**TASK INPUT**
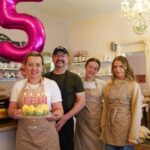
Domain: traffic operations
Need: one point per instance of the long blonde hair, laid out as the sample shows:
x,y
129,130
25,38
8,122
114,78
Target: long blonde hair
x,y
129,74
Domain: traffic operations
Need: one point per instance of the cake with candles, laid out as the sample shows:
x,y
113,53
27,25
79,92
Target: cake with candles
x,y
35,110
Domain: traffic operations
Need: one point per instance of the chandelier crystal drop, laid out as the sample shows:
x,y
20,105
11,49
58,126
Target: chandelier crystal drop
x,y
138,15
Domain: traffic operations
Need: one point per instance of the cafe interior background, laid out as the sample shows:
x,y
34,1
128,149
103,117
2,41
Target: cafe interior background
x,y
88,28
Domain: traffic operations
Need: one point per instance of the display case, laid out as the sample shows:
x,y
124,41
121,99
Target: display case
x,y
9,71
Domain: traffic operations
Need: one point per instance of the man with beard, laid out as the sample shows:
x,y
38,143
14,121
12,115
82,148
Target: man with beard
x,y
73,96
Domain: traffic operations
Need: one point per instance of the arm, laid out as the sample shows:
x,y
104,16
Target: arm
x,y
136,110
79,104
13,111
57,111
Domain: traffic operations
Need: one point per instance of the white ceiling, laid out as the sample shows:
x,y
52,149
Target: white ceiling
x,y
70,10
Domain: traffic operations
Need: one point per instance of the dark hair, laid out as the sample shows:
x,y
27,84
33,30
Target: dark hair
x,y
60,49
34,54
128,70
93,60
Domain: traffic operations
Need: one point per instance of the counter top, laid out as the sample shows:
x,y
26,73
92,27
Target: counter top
x,y
8,125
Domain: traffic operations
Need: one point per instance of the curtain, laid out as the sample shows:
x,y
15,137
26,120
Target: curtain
x,y
147,56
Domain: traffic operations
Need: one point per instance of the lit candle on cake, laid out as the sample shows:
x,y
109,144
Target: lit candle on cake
x,y
38,97
30,98
43,97
24,97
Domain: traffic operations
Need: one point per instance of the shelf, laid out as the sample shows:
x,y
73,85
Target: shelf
x,y
8,79
106,61
9,69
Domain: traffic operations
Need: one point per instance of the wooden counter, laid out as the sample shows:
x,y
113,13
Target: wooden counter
x,y
8,134
8,125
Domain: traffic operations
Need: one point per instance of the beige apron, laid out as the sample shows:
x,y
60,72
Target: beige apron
x,y
88,122
118,116
35,134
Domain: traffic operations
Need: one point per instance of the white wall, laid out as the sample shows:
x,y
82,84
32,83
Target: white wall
x,y
56,33
95,35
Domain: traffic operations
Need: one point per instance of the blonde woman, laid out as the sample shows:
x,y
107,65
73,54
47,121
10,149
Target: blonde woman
x,y
88,119
121,116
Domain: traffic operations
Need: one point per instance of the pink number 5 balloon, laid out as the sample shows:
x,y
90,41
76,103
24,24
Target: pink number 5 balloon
x,y
34,29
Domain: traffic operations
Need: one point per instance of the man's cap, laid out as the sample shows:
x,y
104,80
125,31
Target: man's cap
x,y
60,49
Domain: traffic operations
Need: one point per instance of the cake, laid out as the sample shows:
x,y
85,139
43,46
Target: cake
x,y
31,111
38,110
3,113
25,110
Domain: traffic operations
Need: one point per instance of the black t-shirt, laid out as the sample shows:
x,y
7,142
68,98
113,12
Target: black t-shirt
x,y
69,84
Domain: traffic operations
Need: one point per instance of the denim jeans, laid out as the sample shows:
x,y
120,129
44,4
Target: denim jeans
x,y
112,147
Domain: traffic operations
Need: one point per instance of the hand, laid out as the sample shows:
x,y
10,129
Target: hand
x,y
52,117
17,113
61,122
130,143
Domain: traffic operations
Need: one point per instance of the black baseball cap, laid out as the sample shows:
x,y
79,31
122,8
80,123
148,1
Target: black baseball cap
x,y
60,49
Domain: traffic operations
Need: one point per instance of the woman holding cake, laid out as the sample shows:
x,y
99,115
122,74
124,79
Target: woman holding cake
x,y
87,131
31,101
122,112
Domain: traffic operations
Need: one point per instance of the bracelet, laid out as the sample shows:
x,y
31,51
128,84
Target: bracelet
x,y
57,117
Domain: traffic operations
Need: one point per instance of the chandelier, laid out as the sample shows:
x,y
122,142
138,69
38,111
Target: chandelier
x,y
138,15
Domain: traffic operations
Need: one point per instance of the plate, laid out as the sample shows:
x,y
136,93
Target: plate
x,y
35,116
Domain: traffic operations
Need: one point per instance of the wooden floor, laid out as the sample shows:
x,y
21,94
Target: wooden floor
x,y
142,147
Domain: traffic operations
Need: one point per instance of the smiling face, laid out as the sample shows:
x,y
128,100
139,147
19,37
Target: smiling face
x,y
91,69
60,60
34,67
118,70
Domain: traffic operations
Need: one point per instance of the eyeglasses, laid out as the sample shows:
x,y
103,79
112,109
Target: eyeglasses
x,y
60,55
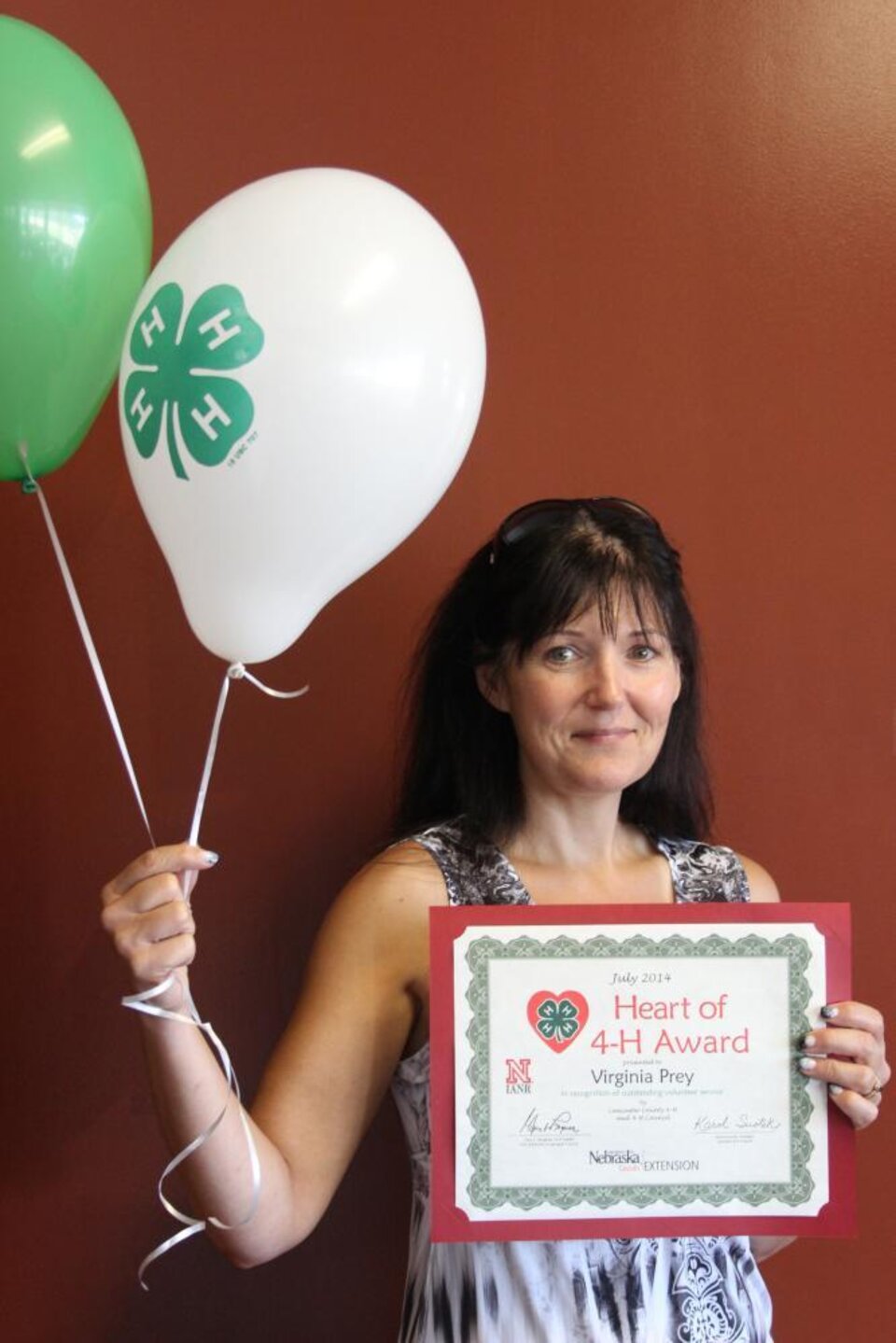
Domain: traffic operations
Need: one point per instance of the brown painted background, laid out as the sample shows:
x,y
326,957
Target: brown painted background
x,y
681,220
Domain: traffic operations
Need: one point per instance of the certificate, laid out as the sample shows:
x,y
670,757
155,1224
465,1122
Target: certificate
x,y
603,1070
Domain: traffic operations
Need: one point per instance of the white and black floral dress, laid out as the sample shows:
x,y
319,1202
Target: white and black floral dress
x,y
682,1290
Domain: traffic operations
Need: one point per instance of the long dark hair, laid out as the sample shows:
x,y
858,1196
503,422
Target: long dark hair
x,y
556,560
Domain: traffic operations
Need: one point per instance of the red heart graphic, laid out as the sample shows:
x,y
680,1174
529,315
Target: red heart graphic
x,y
562,1022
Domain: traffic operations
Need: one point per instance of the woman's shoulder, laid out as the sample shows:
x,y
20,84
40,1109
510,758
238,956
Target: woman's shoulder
x,y
762,884
707,871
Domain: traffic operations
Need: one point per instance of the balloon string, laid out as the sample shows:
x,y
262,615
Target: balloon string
x,y
192,1225
144,1002
235,672
88,639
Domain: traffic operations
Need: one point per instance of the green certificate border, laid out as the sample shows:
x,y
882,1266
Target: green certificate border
x,y
488,1196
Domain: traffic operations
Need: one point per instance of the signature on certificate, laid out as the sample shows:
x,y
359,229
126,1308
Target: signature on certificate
x,y
735,1123
562,1123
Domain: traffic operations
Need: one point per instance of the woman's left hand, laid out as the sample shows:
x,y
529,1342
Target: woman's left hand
x,y
847,1052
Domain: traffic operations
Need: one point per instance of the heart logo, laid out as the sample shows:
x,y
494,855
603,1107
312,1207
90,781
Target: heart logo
x,y
558,1018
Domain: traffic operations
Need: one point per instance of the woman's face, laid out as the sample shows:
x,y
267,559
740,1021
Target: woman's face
x,y
590,708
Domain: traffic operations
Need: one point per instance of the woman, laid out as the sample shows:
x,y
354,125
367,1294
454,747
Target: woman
x,y
555,758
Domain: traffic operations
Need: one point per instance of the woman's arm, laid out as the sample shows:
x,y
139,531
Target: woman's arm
x,y
847,1051
364,987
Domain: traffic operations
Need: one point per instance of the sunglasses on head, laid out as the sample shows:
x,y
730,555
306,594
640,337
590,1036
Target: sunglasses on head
x,y
531,517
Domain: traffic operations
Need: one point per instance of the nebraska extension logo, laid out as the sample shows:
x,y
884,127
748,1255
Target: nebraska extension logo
x,y
177,392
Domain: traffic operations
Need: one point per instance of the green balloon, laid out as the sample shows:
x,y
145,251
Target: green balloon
x,y
76,239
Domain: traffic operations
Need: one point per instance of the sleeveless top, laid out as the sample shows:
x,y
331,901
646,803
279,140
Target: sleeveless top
x,y
684,1290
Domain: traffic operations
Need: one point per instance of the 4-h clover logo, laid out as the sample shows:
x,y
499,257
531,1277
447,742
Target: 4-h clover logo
x,y
179,390
558,1018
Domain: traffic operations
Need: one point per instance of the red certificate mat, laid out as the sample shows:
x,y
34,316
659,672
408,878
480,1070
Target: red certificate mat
x,y
511,932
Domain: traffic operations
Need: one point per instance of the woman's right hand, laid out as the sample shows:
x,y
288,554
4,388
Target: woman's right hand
x,y
146,912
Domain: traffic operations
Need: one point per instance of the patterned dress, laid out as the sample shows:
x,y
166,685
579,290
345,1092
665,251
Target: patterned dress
x,y
684,1290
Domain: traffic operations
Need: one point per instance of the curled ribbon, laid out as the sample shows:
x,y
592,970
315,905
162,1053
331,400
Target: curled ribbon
x,y
143,1002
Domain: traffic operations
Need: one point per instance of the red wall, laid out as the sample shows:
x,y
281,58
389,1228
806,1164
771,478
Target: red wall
x,y
679,217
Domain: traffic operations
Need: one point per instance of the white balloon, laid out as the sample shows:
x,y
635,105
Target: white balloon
x,y
300,383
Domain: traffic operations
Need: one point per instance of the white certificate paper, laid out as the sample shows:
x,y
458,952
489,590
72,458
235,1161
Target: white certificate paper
x,y
635,1070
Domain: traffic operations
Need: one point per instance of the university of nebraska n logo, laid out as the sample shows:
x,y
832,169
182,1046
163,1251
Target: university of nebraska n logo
x,y
519,1076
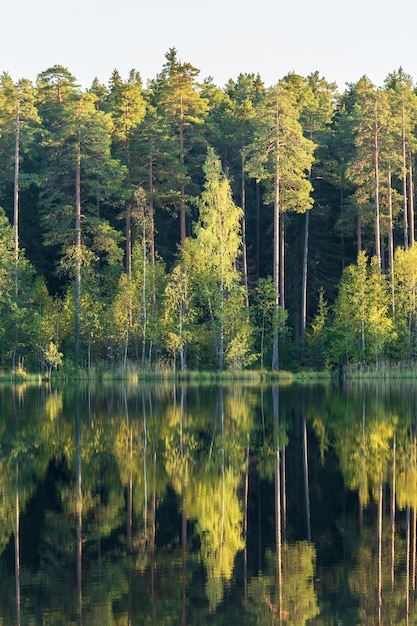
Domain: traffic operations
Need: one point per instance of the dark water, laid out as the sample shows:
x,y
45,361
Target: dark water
x,y
208,505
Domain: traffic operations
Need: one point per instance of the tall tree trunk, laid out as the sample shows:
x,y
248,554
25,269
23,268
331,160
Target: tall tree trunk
x,y
404,164
376,199
304,284
183,229
144,286
151,212
244,247
282,263
78,252
390,238
128,220
275,350
411,202
258,228
16,222
17,524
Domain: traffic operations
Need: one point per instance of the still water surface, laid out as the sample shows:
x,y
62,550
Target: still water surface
x,y
163,504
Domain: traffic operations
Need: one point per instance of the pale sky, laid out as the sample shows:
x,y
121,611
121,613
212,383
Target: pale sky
x,y
222,38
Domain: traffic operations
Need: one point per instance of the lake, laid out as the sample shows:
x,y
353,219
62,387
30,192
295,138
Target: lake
x,y
169,504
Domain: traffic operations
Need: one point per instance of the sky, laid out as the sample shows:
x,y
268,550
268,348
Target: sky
x,y
222,38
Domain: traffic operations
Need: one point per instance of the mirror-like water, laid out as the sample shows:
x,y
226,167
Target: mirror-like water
x,y
208,505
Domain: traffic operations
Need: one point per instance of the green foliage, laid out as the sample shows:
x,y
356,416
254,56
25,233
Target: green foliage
x,y
362,326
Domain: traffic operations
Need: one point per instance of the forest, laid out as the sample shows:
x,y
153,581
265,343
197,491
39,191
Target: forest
x,y
182,226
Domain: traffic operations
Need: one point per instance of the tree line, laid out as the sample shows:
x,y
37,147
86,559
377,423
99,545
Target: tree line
x,y
184,225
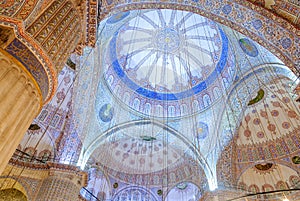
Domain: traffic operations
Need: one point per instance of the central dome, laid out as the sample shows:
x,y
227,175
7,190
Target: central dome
x,y
166,59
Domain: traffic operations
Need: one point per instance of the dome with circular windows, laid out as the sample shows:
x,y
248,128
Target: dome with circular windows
x,y
159,61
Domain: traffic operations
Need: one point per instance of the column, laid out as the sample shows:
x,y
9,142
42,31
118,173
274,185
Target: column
x,y
63,183
20,102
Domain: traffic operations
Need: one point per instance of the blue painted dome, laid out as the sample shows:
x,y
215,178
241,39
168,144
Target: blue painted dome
x,y
160,61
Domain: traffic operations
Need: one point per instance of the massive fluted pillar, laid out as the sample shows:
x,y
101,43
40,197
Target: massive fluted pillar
x,y
36,38
63,183
20,102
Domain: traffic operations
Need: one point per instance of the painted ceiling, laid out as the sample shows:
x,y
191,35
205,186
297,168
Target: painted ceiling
x,y
168,90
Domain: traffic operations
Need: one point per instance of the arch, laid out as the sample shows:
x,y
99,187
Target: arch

**WRITTEN REQUEST**
Display each line of the listing that contains the word "like".

**SOLUTION FOR THIS PROBLEM**
Need: one point per instance of the mirror-like water, laid out as the sample shows:
Target: mirror-like water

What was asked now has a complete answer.